= Given instruction =
Replace "thumbs up hand" with "raised thumb" in the part of the rows that opens with the line containing "Please trace the outline of every instance of the bicycle." and runs through the end of the rows, and give back only that part with nothing else changed.

>>>

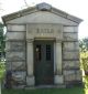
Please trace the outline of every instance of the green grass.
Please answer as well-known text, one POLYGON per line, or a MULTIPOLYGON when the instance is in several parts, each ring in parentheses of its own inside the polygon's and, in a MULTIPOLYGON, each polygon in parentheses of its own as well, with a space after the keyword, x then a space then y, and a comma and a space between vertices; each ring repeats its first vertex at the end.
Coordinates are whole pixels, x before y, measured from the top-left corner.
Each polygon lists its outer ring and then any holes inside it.
POLYGON ((86 94, 86 93, 82 87, 73 87, 73 88, 2 90, 2 94, 86 94))

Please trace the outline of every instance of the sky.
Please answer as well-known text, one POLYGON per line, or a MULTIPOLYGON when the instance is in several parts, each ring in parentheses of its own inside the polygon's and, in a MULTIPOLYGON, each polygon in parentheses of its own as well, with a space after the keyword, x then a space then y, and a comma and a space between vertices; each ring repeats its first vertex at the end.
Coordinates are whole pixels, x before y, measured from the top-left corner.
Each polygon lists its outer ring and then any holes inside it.
POLYGON ((28 8, 24 1, 26 1, 28 7, 47 2, 59 10, 82 19, 84 21, 78 28, 78 38, 88 38, 88 0, 0 0, 0 17, 28 8))

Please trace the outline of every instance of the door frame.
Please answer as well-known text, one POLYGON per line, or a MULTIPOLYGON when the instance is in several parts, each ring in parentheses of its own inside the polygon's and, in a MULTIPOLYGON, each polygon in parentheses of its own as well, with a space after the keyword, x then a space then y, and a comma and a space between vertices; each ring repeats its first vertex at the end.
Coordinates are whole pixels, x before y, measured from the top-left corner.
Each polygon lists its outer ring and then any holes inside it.
MULTIPOLYGON (((54 85, 54 73, 55 73, 55 40, 54 39, 51 39, 51 40, 48 40, 48 39, 45 39, 45 40, 38 40, 38 39, 36 39, 36 40, 34 40, 34 42, 33 42, 33 60, 35 59, 35 53, 34 53, 34 45, 35 45, 35 42, 44 42, 44 41, 46 41, 46 42, 52 42, 52 44, 53 44, 53 83, 52 84, 50 84, 50 85, 54 85)), ((35 76, 35 60, 34 60, 34 65, 33 65, 33 74, 34 74, 34 76, 35 76)), ((36 80, 35 80, 36 81, 36 80)), ((35 82, 36 83, 36 82, 35 82)), ((36 84, 35 84, 36 85, 36 84)), ((47 85, 47 84, 46 84, 47 85)))

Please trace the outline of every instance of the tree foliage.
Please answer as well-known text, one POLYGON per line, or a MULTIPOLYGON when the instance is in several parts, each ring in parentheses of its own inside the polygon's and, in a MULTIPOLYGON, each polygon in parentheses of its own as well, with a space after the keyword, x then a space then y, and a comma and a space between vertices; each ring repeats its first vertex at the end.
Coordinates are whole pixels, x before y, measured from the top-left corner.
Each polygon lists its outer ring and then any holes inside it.
POLYGON ((80 63, 82 69, 85 70, 85 74, 88 75, 88 38, 79 40, 79 49, 80 49, 80 63))
POLYGON ((4 34, 4 25, 0 22, 0 59, 4 56, 4 48, 6 48, 6 34, 4 34))

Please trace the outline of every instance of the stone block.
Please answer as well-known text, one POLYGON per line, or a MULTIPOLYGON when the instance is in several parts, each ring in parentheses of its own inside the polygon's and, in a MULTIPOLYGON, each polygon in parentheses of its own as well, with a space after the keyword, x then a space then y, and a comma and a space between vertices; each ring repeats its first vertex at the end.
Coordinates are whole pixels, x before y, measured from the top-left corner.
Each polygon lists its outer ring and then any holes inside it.
POLYGON ((35 85, 34 76, 26 76, 26 85, 28 86, 34 86, 35 85))
POLYGON ((64 76, 63 75, 55 75, 54 76, 54 83, 55 84, 64 84, 64 76))
POLYGON ((24 40, 25 32, 7 32, 7 40, 24 40))
POLYGON ((25 25, 8 24, 8 31, 25 31, 25 25))
POLYGON ((63 51, 79 51, 78 42, 63 42, 63 51))
POLYGON ((64 41, 78 41, 78 34, 76 32, 64 32, 64 41))
POLYGON ((79 61, 63 61, 63 69, 79 69, 79 61))
POLYGON ((11 62, 12 71, 25 71, 25 62, 11 62))
POLYGON ((63 52, 63 59, 64 60, 78 60, 79 59, 79 52, 77 52, 77 51, 64 51, 63 52))

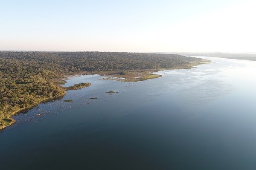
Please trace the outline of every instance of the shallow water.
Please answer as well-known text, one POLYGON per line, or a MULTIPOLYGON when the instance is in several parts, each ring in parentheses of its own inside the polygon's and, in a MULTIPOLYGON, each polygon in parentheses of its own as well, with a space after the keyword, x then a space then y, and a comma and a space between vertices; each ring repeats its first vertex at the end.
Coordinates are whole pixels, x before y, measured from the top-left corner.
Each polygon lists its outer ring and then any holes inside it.
POLYGON ((92 85, 0 131, 1 169, 255 169, 256 62, 203 58, 143 82, 72 77, 92 85))

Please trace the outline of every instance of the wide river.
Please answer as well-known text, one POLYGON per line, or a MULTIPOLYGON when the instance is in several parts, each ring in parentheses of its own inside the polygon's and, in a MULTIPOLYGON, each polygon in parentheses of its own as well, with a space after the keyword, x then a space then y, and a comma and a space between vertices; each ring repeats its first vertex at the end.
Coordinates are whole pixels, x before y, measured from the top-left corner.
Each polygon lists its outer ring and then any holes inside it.
POLYGON ((0 131, 0 168, 256 169, 256 62, 202 57, 143 82, 71 77, 92 85, 0 131))

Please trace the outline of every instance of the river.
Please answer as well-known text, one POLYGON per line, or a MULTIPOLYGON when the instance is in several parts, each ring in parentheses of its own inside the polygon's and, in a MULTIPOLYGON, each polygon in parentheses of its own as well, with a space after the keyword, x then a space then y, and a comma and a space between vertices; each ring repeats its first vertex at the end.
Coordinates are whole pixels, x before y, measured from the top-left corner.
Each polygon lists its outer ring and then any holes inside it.
POLYGON ((256 169, 256 61, 202 57, 143 82, 71 77, 92 85, 0 130, 1 169, 256 169))

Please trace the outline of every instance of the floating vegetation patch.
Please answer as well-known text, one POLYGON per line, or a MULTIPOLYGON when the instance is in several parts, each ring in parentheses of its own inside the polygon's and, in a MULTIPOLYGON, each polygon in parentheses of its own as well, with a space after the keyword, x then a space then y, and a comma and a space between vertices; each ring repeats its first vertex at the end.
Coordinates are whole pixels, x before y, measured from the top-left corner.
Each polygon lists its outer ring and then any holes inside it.
POLYGON ((64 100, 64 102, 74 102, 74 100, 70 100, 70 99, 64 100))
POLYGON ((106 93, 108 93, 109 94, 112 94, 113 93, 115 93, 116 92, 115 92, 114 91, 107 91, 106 92, 106 93))
POLYGON ((89 97, 89 98, 90 99, 98 99, 98 98, 97 98, 97 97, 89 97))

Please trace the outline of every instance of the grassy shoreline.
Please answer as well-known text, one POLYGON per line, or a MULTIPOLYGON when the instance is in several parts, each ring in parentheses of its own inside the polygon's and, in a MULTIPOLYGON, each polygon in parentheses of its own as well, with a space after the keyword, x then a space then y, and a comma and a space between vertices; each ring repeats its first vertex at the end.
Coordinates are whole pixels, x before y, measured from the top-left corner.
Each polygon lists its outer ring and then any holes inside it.
MULTIPOLYGON (((137 82, 144 81, 149 79, 157 78, 162 76, 160 75, 153 74, 151 72, 156 72, 161 70, 175 70, 175 69, 191 69, 195 67, 196 66, 204 64, 211 63, 210 60, 202 60, 199 62, 191 62, 189 64, 184 65, 181 65, 179 67, 175 67, 172 68, 161 68, 153 69, 146 69, 146 70, 128 70, 125 71, 128 74, 120 74, 120 71, 81 71, 73 73, 66 73, 61 75, 62 78, 58 79, 52 79, 49 82, 53 82, 56 86, 61 87, 64 89, 65 91, 69 90, 74 90, 80 89, 84 88, 87 87, 91 85, 90 83, 82 83, 75 84, 75 85, 68 87, 63 87, 60 86, 61 85, 64 84, 66 82, 65 80, 68 79, 70 76, 81 75, 81 74, 98 74, 99 75, 104 76, 113 76, 118 78, 124 78, 125 79, 116 79, 119 81, 124 82, 137 82), (64 77, 65 76, 65 77, 64 77)), ((10 126, 13 123, 15 123, 16 121, 12 118, 12 116, 17 114, 26 110, 29 110, 35 106, 36 106, 40 103, 43 103, 51 100, 55 99, 61 97, 63 97, 65 96, 66 93, 64 94, 59 96, 54 96, 48 98, 44 98, 38 101, 36 103, 33 105, 30 106, 28 107, 23 108, 17 109, 15 111, 10 112, 5 117, 2 121, 4 121, 6 123, 6 125, 0 126, 0 130, 3 129, 5 128, 10 126)))

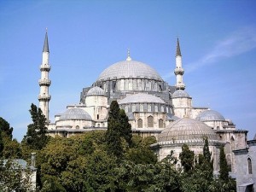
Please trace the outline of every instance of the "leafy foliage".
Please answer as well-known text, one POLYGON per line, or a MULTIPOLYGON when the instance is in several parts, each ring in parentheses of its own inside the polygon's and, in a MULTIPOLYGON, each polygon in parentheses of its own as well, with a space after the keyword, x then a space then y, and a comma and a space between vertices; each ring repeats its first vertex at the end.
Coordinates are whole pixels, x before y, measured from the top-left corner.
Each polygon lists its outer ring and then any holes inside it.
POLYGON ((22 142, 32 149, 40 150, 49 140, 49 137, 46 135, 46 118, 43 114, 41 108, 38 108, 33 103, 32 103, 29 112, 33 123, 27 126, 26 135, 22 142))
POLYGON ((0 160, 0 191, 30 191, 30 169, 23 169, 16 161, 0 160))
POLYGON ((13 127, 9 126, 9 124, 0 117, 0 131, 3 132, 3 135, 9 137, 10 139, 13 138, 13 127))
POLYGON ((123 155, 122 139, 128 145, 131 144, 131 128, 128 122, 128 117, 124 110, 120 110, 116 101, 110 104, 108 118, 108 130, 106 141, 108 153, 120 158, 123 155))
POLYGON ((220 148, 219 153, 219 178, 224 181, 229 179, 229 166, 223 146, 220 148))
POLYGON ((194 151, 189 149, 187 144, 183 144, 182 147, 182 153, 179 154, 179 159, 183 167, 184 172, 189 172, 194 167, 194 151))

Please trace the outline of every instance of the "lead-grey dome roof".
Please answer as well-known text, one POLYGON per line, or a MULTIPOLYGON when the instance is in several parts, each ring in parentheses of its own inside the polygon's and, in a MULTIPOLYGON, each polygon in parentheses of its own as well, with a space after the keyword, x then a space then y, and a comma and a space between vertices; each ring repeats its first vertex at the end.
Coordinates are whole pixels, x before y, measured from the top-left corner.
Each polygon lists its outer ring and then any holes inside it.
POLYGON ((183 90, 177 90, 172 94, 172 98, 190 97, 189 95, 183 90))
POLYGON ((159 142, 201 142, 204 137, 218 140, 214 131, 206 124, 183 118, 170 124, 160 135, 159 142))
POLYGON ((68 120, 68 119, 91 120, 91 117, 84 109, 74 108, 68 108, 60 117, 60 120, 68 120))
POLYGON ((200 121, 212 121, 212 120, 220 120, 224 121, 225 119, 218 112, 213 110, 206 110, 200 113, 195 119, 200 121))
POLYGON ((96 86, 91 88, 86 96, 106 96, 106 93, 102 88, 96 86))
POLYGON ((137 61, 123 61, 116 62, 106 68, 99 76, 97 80, 107 79, 123 79, 123 78, 148 78, 161 80, 159 73, 148 65, 137 61))
POLYGON ((126 103, 166 103, 161 98, 145 93, 138 93, 126 96, 125 98, 120 100, 119 104, 126 104, 126 103))

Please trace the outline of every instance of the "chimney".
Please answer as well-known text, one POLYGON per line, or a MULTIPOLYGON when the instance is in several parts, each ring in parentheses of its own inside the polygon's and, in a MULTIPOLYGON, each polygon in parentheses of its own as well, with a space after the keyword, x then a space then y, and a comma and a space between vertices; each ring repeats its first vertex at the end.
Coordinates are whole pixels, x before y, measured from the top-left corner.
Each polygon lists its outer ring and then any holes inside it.
POLYGON ((36 153, 31 153, 31 166, 36 167, 36 153))

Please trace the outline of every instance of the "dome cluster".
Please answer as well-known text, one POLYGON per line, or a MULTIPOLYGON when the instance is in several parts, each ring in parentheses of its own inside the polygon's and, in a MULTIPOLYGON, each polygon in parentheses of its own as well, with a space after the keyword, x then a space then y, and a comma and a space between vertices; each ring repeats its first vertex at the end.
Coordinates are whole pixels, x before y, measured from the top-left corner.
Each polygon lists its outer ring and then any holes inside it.
POLYGON ((93 87, 91 88, 88 92, 87 92, 87 96, 106 96, 105 91, 100 88, 100 87, 93 87))
POLYGON ((160 135, 159 142, 196 142, 203 141, 204 137, 218 140, 217 135, 206 124, 188 118, 177 120, 169 125, 160 135))
POLYGON ((149 94, 145 94, 145 93, 138 93, 138 94, 126 96, 125 98, 119 101, 119 104, 143 103, 143 102, 163 103, 163 104, 166 103, 163 100, 161 100, 161 98, 158 96, 149 95, 149 94))
POLYGON ((60 120, 70 119, 91 120, 91 117, 84 109, 74 108, 67 109, 60 117, 60 120))
POLYGON ((218 112, 213 110, 207 110, 200 113, 196 117, 197 120, 205 121, 224 121, 225 119, 218 112))

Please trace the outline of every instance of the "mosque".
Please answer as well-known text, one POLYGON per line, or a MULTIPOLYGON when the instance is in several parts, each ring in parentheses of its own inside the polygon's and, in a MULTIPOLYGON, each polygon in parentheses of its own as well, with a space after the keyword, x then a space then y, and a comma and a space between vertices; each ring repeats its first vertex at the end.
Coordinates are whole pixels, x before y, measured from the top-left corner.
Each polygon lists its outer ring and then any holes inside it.
POLYGON ((169 85, 150 66, 132 60, 128 51, 126 60, 103 70, 91 86, 83 88, 78 104, 67 106, 67 111, 56 114, 52 123, 49 120, 51 98, 49 56, 46 32, 38 100, 50 136, 68 137, 94 130, 107 130, 110 103, 117 101, 129 118, 133 134, 143 137, 155 137, 157 143, 151 147, 159 160, 168 155, 171 150, 174 150, 174 155, 178 157, 183 143, 187 143, 195 154, 201 154, 204 138, 207 137, 214 171, 219 169, 219 148, 224 146, 229 166, 236 172, 232 151, 247 147, 247 131, 236 129, 230 119, 217 111, 192 105, 192 97, 184 90, 184 69, 178 39, 176 65, 173 66, 175 85, 169 85))

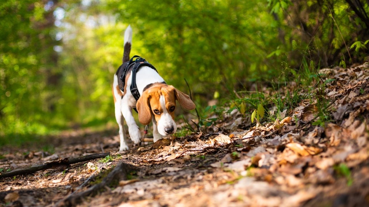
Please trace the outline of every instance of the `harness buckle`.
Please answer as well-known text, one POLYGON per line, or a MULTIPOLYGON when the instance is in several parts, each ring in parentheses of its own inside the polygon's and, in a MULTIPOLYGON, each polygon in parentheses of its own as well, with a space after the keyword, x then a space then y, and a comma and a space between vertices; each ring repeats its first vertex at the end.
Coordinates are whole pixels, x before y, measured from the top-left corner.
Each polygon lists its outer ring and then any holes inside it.
POLYGON ((139 62, 139 61, 145 61, 145 58, 143 57, 137 57, 136 59, 136 60, 135 60, 136 62, 139 62))
POLYGON ((132 88, 131 89, 131 92, 132 93, 132 95, 134 96, 137 96, 138 95, 138 90, 137 89, 137 88, 132 88))

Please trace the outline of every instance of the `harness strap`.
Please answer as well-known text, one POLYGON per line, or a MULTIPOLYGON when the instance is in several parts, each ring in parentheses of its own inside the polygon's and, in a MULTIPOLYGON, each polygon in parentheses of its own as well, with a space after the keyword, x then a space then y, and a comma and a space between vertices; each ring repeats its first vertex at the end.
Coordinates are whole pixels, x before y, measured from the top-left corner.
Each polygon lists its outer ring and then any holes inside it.
POLYGON ((131 64, 133 64, 133 69, 132 69, 132 71, 131 73, 132 74, 132 83, 131 84, 131 87, 130 88, 131 90, 131 93, 132 94, 132 95, 133 97, 135 98, 136 101, 137 101, 139 98, 141 96, 141 94, 139 94, 139 92, 138 91, 138 89, 137 89, 137 84, 136 82, 136 73, 139 70, 139 68, 142 66, 147 66, 148 67, 150 67, 152 69, 155 70, 155 71, 158 72, 158 71, 156 70, 155 67, 154 67, 152 65, 150 64, 148 62, 145 60, 144 58, 142 58, 139 56, 135 55, 132 57, 131 59, 131 60, 130 60, 130 63, 131 61, 132 61, 134 57, 138 57, 136 60, 135 60, 134 62, 133 62, 131 64))

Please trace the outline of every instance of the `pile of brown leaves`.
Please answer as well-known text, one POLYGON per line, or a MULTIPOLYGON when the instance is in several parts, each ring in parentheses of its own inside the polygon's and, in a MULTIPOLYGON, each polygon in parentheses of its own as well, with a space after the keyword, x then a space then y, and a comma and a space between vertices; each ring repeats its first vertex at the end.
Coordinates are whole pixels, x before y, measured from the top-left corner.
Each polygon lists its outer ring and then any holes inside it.
MULTIPOLYGON (((0 202, 52 205, 98 182, 93 178, 92 183, 81 187, 98 171, 104 173, 123 161, 139 170, 114 188, 86 198, 82 206, 368 206, 368 68, 366 63, 320 70, 321 82, 335 80, 319 95, 326 100, 323 107, 317 98, 304 100, 293 111, 284 112, 284 119, 247 130, 237 129, 249 120, 235 112, 231 116, 239 120, 228 124, 230 133, 161 140, 127 151, 111 162, 91 161, 46 177, 40 172, 0 180, 0 190, 6 191, 0 193, 0 199, 5 199, 0 202), (312 124, 320 119, 322 124, 312 124)), ((322 88, 314 90, 318 94, 322 88)), ((56 151, 73 156, 83 147, 91 149, 89 152, 116 150, 117 136, 114 141, 108 136, 97 138, 99 144, 80 144, 86 145, 77 150, 77 145, 63 145, 56 151)), ((20 159, 16 154, 6 156, 0 167, 20 159)), ((17 163, 13 167, 30 164, 17 163)))

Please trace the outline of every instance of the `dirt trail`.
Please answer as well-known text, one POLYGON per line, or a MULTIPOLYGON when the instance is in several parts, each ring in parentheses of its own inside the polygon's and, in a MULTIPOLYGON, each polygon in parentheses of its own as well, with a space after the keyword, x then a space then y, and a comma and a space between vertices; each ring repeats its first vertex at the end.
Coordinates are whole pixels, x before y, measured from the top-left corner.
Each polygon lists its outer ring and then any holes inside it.
POLYGON ((112 153, 110 159, 0 179, 0 206, 66 204, 61 201, 99 183, 121 162, 135 169, 79 206, 369 206, 368 66, 322 69, 326 85, 314 89, 321 91, 315 93, 321 97, 303 100, 282 120, 251 128, 235 112, 206 133, 154 145, 131 144, 123 154, 115 152, 119 138, 114 130, 55 138, 53 154, 4 149, 9 153, 0 160, 0 168, 6 171, 112 153), (327 101, 322 105, 319 98, 327 101), (324 117, 324 124, 312 125, 324 117), (224 130, 217 131, 218 127, 224 130))

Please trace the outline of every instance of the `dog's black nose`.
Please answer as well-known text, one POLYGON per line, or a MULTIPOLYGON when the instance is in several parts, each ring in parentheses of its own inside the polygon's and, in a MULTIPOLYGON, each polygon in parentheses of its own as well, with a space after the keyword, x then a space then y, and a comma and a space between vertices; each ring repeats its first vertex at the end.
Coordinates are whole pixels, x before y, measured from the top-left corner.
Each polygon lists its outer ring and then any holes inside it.
POLYGON ((174 131, 174 127, 173 126, 170 126, 165 129, 164 131, 168 134, 172 134, 174 131))

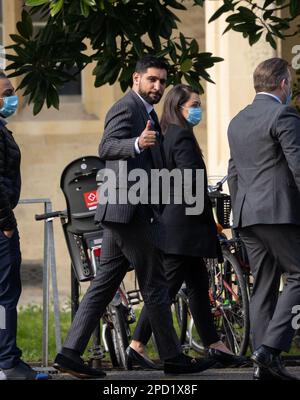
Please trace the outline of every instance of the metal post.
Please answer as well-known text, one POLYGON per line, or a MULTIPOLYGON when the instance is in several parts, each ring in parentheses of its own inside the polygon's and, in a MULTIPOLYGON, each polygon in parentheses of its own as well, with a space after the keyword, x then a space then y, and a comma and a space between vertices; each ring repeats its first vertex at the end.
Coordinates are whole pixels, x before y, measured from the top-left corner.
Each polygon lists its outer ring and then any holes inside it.
MULTIPOLYGON (((49 212, 49 203, 45 202, 45 213, 49 212)), ((44 266, 43 266, 43 337, 42 337, 42 364, 48 366, 49 343, 49 225, 44 224, 44 266)))
MULTIPOLYGON (((19 204, 44 204, 45 213, 52 211, 50 199, 22 199, 19 204)), ((55 342, 57 352, 61 349, 61 330, 59 317, 59 298, 56 275, 55 245, 53 233, 53 221, 47 220, 44 223, 44 262, 43 262, 43 332, 42 332, 42 365, 49 363, 49 282, 50 270, 52 277, 55 342)))
MULTIPOLYGON (((51 204, 49 205, 50 212, 52 211, 51 204)), ((57 276, 56 276, 56 259, 55 259, 55 245, 54 245, 54 233, 53 233, 53 221, 46 221, 48 224, 49 232, 49 254, 50 254, 50 269, 52 277, 52 295, 53 295, 53 311, 54 311, 54 326, 55 326, 55 344, 56 352, 61 350, 61 330, 60 330, 60 318, 59 318, 59 300, 58 300, 58 288, 57 288, 57 276)))

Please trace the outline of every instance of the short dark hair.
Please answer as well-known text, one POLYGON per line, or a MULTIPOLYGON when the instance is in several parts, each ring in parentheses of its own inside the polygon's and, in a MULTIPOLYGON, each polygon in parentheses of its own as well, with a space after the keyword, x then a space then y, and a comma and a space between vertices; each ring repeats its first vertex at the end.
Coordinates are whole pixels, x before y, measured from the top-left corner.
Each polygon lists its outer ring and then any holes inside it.
POLYGON ((288 62, 274 57, 261 62, 253 73, 256 92, 273 92, 283 79, 289 80, 288 62))
POLYGON ((170 124, 190 129, 190 125, 182 115, 181 106, 185 104, 192 93, 199 94, 199 91, 192 86, 180 83, 174 86, 166 95, 163 112, 161 116, 161 129, 165 133, 170 124))
POLYGON ((163 59, 147 55, 138 60, 135 66, 135 72, 145 73, 148 68, 165 69, 168 71, 168 65, 163 59))

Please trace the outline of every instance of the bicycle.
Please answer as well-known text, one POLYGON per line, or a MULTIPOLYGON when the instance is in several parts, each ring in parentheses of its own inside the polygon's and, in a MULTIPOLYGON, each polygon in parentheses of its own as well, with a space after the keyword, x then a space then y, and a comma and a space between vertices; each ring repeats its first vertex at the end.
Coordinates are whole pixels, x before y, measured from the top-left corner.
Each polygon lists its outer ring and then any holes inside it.
MULTIPOLYGON (((221 340, 237 355, 247 351, 250 334, 249 322, 249 276, 241 264, 242 244, 239 238, 228 239, 223 228, 230 228, 230 196, 222 193, 224 177, 215 186, 209 187, 218 225, 218 237, 222 249, 223 262, 206 259, 209 275, 209 298, 216 330, 221 340), (221 224, 220 224, 221 223, 221 224)), ((189 311, 185 285, 180 289, 175 301, 175 313, 180 329, 180 342, 185 350, 205 351, 189 311)))

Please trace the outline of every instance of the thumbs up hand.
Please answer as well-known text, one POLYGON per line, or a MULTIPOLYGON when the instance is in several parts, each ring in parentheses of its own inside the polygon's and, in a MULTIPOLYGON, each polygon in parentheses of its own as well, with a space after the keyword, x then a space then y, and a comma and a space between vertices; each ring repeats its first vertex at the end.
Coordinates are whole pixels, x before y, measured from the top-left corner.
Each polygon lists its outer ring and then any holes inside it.
POLYGON ((156 143, 156 132, 152 129, 150 119, 147 121, 146 128, 143 130, 139 137, 139 148, 146 149, 154 146, 156 143))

<<<

= Response to this exercise =
Please trace the outline of every instance of the bicycle.
Please answer as well-known text, one POLYGON per line, or a MULTIPOLYGON when the instance is in several parts, each ring in parentheses of its own inside the polygon's and, in a MULTIPOLYGON, each polygon in parentheses of its own as well, with a space after the keyword, x then a space then y, and a comma and a space between vertices; each ring repeats its first vertex at the end.
Coordinates are whole pixels, x before y, measured from the top-left corner.
Each polygon lists its outer ring and then any holes inside it.
MULTIPOLYGON (((221 340, 237 355, 247 351, 250 334, 249 322, 249 276, 241 264, 242 244, 239 238, 228 239, 223 228, 230 228, 230 196, 222 193, 224 177, 215 186, 209 187, 218 225, 218 237, 222 249, 223 262, 206 259, 209 275, 209 298, 216 330, 221 340), (221 224, 220 224, 221 223, 221 224)), ((189 311, 185 285, 180 289, 175 301, 175 313, 180 329, 180 342, 185 350, 205 351, 189 311)))

Please trace the outline of every instance of the raised thumb.
Please answer as well-known text, one POLYGON per line, or a MULTIPOLYGON when the instance is in several parts, each ring in parentheses of its own inside the polygon's and, in a MULTIPOLYGON, each polygon in parentheses of its own as well, with a space after the keyword, x then a space then y, and a comma and a space between vertices; each ring repeats its first vertex at the end.
Coordinates are whole pixels, x before y, measured from the top-left corner.
Each polygon lists its outer ring and then any holes inside it.
POLYGON ((156 143, 156 132, 152 129, 150 119, 147 121, 146 128, 143 130, 139 137, 139 148, 146 149, 154 146, 156 143))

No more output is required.